BEGIN
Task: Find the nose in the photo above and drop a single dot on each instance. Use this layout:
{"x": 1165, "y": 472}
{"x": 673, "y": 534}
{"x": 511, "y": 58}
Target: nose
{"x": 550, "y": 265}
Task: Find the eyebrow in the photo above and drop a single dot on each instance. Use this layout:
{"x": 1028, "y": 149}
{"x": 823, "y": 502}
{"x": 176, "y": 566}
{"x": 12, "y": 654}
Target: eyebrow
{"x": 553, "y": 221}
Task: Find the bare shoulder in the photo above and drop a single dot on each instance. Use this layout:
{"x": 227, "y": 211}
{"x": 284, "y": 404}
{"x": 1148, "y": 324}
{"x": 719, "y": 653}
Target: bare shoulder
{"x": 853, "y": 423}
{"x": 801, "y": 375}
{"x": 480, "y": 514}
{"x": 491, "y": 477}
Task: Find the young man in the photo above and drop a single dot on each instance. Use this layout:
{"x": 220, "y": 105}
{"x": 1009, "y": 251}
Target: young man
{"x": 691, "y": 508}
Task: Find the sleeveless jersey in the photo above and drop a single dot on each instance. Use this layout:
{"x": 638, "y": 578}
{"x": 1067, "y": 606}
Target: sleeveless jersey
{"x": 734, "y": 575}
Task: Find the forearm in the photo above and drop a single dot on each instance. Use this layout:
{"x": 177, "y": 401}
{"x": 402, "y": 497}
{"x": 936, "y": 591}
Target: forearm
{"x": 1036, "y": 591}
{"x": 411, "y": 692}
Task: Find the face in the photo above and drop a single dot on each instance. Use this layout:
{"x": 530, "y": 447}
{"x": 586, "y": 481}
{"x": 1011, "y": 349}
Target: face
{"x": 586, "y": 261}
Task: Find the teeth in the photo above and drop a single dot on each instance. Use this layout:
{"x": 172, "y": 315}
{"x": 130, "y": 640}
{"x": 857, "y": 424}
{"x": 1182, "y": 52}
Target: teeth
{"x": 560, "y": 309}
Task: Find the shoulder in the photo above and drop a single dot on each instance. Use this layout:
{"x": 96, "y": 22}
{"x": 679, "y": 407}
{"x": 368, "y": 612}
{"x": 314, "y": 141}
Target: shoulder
END
Can you format the stretch from the line containing "Task: Find the shoulder" through the end of the items as a Markdown table with two columns, Row (the line's number in sequence) and Text (the line itself), leaving out any blank lines?

| Row | Text |
|---|---|
| 1 | Task: Find the shoulder in the photo above and drop a single dot on each instance. Use this layout: |
| 2 | {"x": 96, "y": 22} |
| 3 | {"x": 679, "y": 407} |
| 4 | {"x": 368, "y": 612} |
| 5 | {"x": 314, "y": 141} |
| 6 | Target: shoulder |